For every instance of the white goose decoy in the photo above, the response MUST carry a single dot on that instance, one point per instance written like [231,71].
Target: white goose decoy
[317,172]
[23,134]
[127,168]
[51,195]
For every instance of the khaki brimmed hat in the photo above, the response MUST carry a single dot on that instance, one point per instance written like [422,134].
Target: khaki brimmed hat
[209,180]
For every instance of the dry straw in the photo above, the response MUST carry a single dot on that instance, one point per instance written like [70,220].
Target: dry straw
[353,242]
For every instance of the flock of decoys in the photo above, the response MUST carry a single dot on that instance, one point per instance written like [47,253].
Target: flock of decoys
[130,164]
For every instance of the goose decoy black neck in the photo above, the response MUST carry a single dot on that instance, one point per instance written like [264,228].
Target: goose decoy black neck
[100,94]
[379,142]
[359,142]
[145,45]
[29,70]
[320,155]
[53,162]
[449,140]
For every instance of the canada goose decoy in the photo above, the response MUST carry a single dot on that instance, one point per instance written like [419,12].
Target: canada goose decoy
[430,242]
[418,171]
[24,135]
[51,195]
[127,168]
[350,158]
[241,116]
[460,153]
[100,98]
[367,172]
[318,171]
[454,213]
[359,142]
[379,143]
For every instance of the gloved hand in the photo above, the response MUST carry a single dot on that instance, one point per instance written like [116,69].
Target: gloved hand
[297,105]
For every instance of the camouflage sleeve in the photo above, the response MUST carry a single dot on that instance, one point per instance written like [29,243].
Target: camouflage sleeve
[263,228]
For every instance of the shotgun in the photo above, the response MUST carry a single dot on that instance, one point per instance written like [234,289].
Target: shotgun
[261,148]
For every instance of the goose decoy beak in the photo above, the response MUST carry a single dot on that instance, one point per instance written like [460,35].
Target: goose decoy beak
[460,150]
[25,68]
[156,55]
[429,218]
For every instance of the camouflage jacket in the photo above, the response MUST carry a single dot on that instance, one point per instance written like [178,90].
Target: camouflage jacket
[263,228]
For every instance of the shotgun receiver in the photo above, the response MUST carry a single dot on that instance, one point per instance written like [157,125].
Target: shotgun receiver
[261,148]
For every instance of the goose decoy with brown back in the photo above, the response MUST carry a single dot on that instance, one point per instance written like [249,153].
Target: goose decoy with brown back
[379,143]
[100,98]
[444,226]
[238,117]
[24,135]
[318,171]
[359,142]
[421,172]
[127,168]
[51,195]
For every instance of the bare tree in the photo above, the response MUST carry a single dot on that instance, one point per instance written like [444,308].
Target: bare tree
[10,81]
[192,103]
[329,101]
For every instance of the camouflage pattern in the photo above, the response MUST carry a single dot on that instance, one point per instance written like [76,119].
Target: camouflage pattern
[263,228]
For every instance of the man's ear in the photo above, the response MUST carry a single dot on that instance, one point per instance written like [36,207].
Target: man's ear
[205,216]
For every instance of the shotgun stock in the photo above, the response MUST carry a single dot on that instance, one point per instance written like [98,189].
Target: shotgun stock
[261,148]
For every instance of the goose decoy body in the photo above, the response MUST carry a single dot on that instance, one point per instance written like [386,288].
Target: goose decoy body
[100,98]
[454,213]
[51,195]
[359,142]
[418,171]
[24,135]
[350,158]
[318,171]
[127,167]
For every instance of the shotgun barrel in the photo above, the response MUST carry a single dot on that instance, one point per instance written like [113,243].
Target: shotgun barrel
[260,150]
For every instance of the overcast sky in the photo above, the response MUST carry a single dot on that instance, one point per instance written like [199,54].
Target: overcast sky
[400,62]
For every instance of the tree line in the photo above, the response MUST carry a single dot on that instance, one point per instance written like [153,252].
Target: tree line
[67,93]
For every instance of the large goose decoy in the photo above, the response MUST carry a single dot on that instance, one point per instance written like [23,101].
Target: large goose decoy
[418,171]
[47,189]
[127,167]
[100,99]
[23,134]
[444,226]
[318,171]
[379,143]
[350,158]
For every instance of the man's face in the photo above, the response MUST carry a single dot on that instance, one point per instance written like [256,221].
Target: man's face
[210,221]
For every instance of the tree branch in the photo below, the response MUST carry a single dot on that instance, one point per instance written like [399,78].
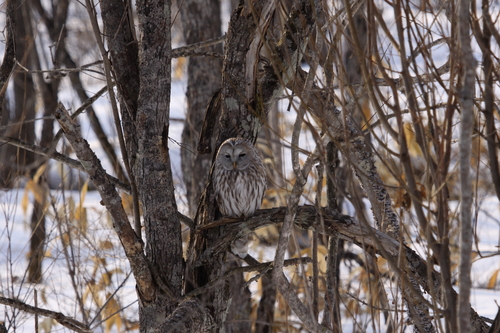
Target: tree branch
[131,243]
[60,158]
[68,322]
[352,231]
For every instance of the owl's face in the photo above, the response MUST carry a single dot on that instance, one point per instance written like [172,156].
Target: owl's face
[236,157]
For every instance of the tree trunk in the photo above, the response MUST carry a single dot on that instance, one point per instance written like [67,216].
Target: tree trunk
[200,21]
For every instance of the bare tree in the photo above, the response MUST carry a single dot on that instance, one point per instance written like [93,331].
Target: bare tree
[370,100]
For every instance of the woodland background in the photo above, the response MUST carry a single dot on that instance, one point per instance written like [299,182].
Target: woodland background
[376,121]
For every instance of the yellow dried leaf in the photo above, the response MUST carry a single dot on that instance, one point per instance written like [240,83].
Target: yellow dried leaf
[111,311]
[81,218]
[411,140]
[25,201]
[492,282]
[71,208]
[36,189]
[105,245]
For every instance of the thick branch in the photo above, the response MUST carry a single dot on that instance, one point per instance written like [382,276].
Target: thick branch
[131,243]
[10,46]
[352,231]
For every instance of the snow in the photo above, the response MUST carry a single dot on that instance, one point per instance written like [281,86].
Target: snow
[97,251]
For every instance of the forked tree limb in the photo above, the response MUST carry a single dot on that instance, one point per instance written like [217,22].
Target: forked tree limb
[132,245]
[348,229]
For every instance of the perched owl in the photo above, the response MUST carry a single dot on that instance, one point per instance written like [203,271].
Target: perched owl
[239,180]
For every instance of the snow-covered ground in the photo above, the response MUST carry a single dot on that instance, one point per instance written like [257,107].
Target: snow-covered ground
[99,261]
[89,246]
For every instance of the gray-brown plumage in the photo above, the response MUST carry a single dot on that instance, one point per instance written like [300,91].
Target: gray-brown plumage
[239,180]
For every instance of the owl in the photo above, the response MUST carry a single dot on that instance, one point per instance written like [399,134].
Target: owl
[239,180]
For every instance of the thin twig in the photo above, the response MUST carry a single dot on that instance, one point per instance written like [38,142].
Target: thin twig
[60,158]
[68,322]
[183,50]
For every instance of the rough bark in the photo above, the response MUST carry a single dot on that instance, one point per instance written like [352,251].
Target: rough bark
[466,99]
[8,61]
[132,245]
[19,161]
[352,231]
[152,164]
[123,52]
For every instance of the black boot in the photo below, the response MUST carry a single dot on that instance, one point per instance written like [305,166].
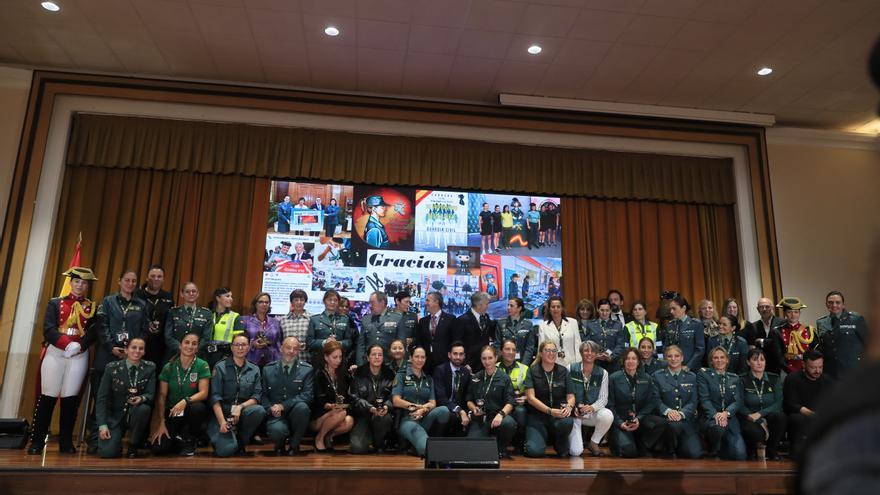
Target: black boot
[67,421]
[43,410]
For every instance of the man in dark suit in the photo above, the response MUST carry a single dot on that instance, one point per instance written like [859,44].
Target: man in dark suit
[764,334]
[434,332]
[451,380]
[475,330]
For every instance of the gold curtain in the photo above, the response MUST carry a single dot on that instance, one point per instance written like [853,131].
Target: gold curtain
[198,226]
[643,248]
[277,152]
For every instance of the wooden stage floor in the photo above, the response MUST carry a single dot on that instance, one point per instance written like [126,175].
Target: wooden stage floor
[261,473]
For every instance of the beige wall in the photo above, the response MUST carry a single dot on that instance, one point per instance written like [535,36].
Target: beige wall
[826,199]
[14,87]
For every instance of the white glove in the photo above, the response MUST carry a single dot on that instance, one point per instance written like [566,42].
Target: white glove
[72,349]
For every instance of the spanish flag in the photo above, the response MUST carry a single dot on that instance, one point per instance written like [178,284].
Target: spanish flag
[75,261]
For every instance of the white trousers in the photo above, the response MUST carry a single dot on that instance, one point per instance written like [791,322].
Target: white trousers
[601,420]
[61,376]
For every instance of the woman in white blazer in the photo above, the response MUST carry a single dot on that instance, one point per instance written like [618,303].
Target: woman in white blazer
[560,330]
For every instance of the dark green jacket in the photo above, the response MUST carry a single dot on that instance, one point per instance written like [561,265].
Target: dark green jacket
[117,385]
[297,386]
[640,396]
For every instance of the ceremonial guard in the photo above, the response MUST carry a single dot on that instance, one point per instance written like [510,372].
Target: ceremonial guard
[380,327]
[843,335]
[288,390]
[124,402]
[65,360]
[797,338]
[189,317]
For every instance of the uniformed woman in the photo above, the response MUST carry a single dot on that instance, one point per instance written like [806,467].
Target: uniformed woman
[413,392]
[647,358]
[182,400]
[685,332]
[263,330]
[397,349]
[124,402]
[189,317]
[720,395]
[236,391]
[65,361]
[761,416]
[490,401]
[120,318]
[225,325]
[550,394]
[676,390]
[591,394]
[328,326]
[641,327]
[330,411]
[633,400]
[371,403]
[585,312]
[736,347]
[518,328]
[560,330]
[516,371]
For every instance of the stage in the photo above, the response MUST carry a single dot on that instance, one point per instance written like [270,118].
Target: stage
[261,472]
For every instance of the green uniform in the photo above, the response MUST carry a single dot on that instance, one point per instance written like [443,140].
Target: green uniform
[522,332]
[678,391]
[292,385]
[419,390]
[368,391]
[122,380]
[182,320]
[843,341]
[737,351]
[495,392]
[551,388]
[231,386]
[634,397]
[721,392]
[380,329]
[321,327]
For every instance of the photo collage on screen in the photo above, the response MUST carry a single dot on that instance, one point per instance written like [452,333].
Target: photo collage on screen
[359,239]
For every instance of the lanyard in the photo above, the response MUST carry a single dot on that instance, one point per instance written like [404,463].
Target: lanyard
[185,374]
[759,391]
[549,378]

-*-*-

§ **DIRECTIVE**:
Set down, word for word, only the lines running from the line with "For every instance of the ceremonial" to the last line of the listing above. Both of those lines belong in your answer.

§ **SOLUTION TO THIS EXERCISE**:
For every instance of the ceremonial guard in the photo above, the response MUST carry a single dot on that instance, one point per instance written like [510,372].
Target: ceremonial guard
[380,327]
[843,335]
[288,390]
[124,402]
[65,360]
[797,338]
[189,317]
For every instance of the uniformed woman in the photo above, the response MUST carry a single dot on that instance, one point per instance written like [806,467].
Target: uniformed woman
[413,392]
[647,358]
[182,400]
[685,332]
[263,330]
[397,349]
[124,402]
[189,317]
[720,395]
[236,391]
[65,361]
[761,416]
[490,401]
[120,318]
[225,325]
[550,394]
[676,390]
[591,394]
[328,326]
[641,327]
[330,411]
[633,400]
[371,403]
[585,312]
[736,347]
[518,328]
[560,330]
[516,371]
For every instance of the stage in the photo above, the response MUST carry a single dot on that instance, one point per instance written like [270,118].
Target: stage
[261,472]
For every instance of the green uniform in the photo above, the response MUST carry a single dot on that instance, one point per instance written like [443,140].
Target: green uniform
[522,332]
[678,391]
[292,385]
[419,390]
[368,391]
[122,380]
[182,320]
[843,341]
[737,351]
[495,392]
[551,388]
[231,386]
[634,397]
[721,392]
[380,329]
[321,327]
For every instance of the photo collage on screen in the photo above, the response MUST carry a single dot on that instance, one point per instance written like [452,333].
Target: photo collage on screen
[359,239]
For every instance of the lanyard in the photo above, the response MUST carry a single dot on that instance, one point per instance written like [404,463].
Target: lanyard
[185,374]
[759,391]
[549,378]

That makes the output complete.